## [Task to complete]
In the text about arm restraints after cleft repair, what span of the arm should the restraints cover?
[Supplied text — start]
As the Director of WS and the listowner of this list, I have to cover our collective butts here and point out emphatically that neither Wide Smiles nor Cleft Talk can advise you to take those restraints off against your doctor's orders. They are ordered for a reason, and they are a protection for the baby. The fact that many parents do is a matter of individual experience, and I thank parents for sharing their experiences here.
Now - what I did - our experience -- that possibly helped us to keep them one was ----
1) I made certain that the kids wore arm restraints that fit properly. There is no way that a poorly-fitting sleeve is going to work. The restraints should fit from above the elbow to below the armpit, and they should be snug.
2) I ensured comfort. The baby had freedom of movement of the shoulder, the wrist and the hand. The ONLY thing that the baby could not do was bend the elbow to get the hand to the mouth (the elbow did bend - just not enough to get to the mouth). I also used powder under the restraints and a cotton shirt between the restraints and the baby. Since we used a jacket, the restraints were not overly snug. In fact, they fit the baby kind of loose. Pediwraps, though, need to be snug to stay on.
3) (and very possibly most importantly) my own attitude was one of resolution. We had to use the restraints, therefore, we did. They were ordered for the safety of the baby, therefore, they were not negotiable. I have observed that the babies who have the MOST trouble wearing them are the ones whose parents really, REALLY did not want to use them to begin with. I think it is possible that the baby senses a weakness there and reacts accordingly ("If mom and dad think this is a horrible thing, then I sure don't want any part of it!!!")
If my child broke his arm (heaven forbid), I would have his arm casted, and I would not try to remove that cast until the arm healed. I don't know any parents who would have a problem with that. Their mind-set is one of resolution, and the children tend to simply accept that resolution. We also should go into this experience resolved that arm restraints are a part of the program.
It is true that some doctors do not order the use of the restraints. It gets back to the issue of trade-off. Those who do use them are not doing so just to heap punishment upon the parents and baby. They know that the restraints afford protection. Those who don't order them feel that the parents wouldn't use them anyway. I personally have experience with parents who either chose not to use them, or who were not ordered to use them, and the repair was compromised. Most are not compromised. But I cannot tell you how horrifying it is to try and help calm a mother whose child's incision is bleeding - stitches prematurely popped -- because of an accident that happened "that fast".
But worse than the threat of trauma is the threat of infection if dirty little hands can make their way to that healing wound. And I also have experienced moms whose child's lip was infected after repair, and it is not pretty.
Will a child touch something that hurts??? You bet they will. How many kids do you know who will pick at a healing sore? All of mine will. Can you keep your tongue off a broken tooth??? Even after the tip of your tongue is sore from touching it? I can't (very easily, anyway). And how about that itchy stage of healing? Which is stronger? The urge to ignore a pain, or the urge to scratch an itch? People who say that a child will not touch the wound because it hurts have not thought this through. It makes sense in theory, but our children are not theoretical.
So -- WS policy is -- follow your doctor's orders. If he says restraints, then restraints it is. Get the best, make sure they fit and they work. If baby can wiggle out of them, fix it so he can't. Take them off only for bath time and for whatever time the doctor allows, but do not take chances when the loser could be your baby.
My kids actually did not mind them at all. They made my children a bit awkward to hold, but we managed. Jacob was a tummy sleeper, but he managed. It is only two weeks out of your child's life (usually). You will both get through it, but you will get through it most easily if you simply tell yourself that it is necessary and accept is as a protection and not as a torture device. Once again -- we do it FOR our child, not TO our child.
[Supplied text — finish]
[Given data — start]
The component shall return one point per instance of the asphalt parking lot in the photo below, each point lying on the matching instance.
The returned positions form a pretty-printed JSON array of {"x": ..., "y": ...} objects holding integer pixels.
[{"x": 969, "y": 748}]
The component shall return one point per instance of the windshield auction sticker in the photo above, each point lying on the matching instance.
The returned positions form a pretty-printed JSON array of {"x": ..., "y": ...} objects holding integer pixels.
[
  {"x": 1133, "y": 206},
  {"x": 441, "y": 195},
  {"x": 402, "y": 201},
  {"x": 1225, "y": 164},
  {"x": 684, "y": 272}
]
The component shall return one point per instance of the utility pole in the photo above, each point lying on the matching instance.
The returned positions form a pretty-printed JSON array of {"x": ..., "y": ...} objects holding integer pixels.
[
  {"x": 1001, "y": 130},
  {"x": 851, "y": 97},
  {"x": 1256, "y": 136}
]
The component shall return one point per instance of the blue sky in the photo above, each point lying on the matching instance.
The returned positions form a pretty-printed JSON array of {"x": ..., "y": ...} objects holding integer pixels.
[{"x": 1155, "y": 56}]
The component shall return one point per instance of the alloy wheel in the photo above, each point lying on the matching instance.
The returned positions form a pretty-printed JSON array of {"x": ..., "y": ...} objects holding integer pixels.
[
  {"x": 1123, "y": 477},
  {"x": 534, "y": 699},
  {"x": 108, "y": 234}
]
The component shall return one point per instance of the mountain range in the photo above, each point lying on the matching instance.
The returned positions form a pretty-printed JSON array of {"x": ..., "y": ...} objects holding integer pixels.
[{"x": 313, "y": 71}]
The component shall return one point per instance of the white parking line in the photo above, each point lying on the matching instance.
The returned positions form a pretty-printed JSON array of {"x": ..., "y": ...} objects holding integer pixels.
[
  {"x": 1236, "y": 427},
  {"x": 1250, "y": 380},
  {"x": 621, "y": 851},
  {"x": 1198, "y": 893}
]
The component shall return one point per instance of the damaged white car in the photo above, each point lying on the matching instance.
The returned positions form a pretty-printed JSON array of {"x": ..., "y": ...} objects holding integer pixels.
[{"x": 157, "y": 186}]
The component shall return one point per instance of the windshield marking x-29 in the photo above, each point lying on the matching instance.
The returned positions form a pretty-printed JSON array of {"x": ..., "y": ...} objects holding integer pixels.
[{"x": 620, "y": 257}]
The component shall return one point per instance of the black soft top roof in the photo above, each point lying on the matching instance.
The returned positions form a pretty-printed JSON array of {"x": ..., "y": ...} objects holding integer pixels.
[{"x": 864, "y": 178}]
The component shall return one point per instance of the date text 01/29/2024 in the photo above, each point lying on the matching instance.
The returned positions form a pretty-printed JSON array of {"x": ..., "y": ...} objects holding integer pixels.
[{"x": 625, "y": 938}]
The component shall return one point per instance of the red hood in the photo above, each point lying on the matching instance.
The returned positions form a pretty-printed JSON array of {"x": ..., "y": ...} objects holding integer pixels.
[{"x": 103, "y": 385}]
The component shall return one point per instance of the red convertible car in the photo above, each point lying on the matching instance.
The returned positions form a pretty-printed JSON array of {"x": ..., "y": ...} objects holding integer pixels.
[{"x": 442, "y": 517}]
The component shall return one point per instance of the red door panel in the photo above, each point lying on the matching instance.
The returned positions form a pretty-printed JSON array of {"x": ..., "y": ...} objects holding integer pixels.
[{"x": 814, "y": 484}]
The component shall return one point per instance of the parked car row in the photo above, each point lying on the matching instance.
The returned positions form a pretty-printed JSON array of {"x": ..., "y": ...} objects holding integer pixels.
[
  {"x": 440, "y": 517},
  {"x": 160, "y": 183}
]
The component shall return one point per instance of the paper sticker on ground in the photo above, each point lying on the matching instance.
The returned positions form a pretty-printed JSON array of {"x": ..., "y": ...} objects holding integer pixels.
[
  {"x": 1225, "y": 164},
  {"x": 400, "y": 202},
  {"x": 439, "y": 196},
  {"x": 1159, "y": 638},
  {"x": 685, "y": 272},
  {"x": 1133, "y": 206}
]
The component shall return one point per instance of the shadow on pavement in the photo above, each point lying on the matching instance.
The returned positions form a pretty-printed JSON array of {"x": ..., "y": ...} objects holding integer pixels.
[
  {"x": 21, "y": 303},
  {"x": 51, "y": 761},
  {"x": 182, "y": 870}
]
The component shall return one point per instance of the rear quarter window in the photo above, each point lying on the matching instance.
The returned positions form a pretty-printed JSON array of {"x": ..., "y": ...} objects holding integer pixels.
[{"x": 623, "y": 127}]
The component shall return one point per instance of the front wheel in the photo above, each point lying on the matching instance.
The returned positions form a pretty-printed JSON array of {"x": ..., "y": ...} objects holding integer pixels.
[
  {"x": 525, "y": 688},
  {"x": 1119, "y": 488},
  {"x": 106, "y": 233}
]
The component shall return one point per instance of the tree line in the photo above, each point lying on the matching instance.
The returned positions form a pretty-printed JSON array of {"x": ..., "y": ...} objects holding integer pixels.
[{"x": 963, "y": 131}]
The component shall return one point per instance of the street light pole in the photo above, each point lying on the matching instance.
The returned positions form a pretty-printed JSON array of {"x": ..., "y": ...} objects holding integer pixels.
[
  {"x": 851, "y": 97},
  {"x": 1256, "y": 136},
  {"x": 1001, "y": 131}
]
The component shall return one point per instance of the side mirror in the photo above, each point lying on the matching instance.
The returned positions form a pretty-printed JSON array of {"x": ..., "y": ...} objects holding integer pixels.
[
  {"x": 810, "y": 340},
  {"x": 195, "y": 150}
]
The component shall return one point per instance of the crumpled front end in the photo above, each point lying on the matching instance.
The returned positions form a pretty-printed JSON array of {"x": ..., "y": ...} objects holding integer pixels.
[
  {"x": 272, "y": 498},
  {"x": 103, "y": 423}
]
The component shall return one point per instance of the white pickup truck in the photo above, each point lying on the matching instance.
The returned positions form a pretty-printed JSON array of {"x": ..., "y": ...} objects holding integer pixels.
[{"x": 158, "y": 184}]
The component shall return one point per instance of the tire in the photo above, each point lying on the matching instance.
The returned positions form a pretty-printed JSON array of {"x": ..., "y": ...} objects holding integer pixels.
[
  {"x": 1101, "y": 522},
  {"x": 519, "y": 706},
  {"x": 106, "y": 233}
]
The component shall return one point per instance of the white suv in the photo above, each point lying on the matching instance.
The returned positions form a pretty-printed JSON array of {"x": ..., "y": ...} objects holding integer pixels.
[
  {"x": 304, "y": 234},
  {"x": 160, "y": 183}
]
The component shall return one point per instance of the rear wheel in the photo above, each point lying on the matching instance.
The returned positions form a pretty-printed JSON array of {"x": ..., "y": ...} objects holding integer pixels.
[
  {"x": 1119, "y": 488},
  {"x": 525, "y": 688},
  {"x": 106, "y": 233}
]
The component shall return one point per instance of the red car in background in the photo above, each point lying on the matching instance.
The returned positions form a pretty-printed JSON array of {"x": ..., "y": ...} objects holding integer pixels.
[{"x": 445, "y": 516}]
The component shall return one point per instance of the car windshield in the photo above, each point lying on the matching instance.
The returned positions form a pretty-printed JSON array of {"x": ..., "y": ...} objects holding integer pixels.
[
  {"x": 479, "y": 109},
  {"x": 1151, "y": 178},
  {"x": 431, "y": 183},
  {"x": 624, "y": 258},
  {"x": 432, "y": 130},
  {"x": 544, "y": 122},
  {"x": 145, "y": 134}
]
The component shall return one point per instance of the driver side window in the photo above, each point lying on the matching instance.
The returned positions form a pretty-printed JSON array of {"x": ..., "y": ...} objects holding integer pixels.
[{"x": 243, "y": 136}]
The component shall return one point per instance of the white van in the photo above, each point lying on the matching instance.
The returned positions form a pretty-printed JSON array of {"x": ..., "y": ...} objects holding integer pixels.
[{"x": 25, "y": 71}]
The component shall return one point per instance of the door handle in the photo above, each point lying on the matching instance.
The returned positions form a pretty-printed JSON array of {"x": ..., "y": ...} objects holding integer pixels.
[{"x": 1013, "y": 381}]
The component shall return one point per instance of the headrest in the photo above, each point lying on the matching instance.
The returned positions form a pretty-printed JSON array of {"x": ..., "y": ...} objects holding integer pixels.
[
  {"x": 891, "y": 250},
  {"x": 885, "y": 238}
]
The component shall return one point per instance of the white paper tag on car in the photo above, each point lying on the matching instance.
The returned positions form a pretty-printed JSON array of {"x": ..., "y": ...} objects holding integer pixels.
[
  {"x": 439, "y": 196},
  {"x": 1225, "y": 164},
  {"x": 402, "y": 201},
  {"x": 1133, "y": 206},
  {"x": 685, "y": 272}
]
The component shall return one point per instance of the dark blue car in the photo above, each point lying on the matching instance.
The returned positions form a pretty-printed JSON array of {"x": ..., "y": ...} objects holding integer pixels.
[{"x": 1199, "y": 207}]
[Given data — finish]
## [Solution for this problem]
They should fit from above the elbow to below the armpit, and they should be snug.